» Try it:
Determine how many lines in the records below contain "target", then state that number alone.

» Items listed in a dataset:

^^^^^^^^

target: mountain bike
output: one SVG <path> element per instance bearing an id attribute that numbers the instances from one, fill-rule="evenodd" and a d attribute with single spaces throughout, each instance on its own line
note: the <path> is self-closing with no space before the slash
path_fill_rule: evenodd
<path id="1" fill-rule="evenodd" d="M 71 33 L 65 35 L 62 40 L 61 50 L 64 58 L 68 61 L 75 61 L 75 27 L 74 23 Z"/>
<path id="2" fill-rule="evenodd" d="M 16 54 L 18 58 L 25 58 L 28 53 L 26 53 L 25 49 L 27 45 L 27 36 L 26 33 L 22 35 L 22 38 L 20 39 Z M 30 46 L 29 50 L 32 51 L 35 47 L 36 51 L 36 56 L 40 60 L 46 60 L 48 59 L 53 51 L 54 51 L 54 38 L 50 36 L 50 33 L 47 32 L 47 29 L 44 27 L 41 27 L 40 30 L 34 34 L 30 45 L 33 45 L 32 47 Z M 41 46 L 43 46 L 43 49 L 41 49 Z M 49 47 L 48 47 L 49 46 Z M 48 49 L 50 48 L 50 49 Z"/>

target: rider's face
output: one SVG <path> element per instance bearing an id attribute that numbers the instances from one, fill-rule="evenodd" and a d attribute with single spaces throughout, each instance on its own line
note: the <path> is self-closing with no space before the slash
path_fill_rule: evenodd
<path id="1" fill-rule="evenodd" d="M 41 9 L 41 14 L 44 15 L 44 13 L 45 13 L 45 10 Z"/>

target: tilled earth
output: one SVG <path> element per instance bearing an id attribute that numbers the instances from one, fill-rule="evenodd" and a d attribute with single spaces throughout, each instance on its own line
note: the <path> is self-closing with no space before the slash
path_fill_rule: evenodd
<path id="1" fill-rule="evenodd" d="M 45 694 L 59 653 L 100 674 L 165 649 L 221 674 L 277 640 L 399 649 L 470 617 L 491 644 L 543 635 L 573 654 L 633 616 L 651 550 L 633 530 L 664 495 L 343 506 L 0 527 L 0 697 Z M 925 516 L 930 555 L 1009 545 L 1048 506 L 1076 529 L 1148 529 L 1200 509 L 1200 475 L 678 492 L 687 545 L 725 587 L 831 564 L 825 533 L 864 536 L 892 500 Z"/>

^^^^^^^^

» Solution for this task:
3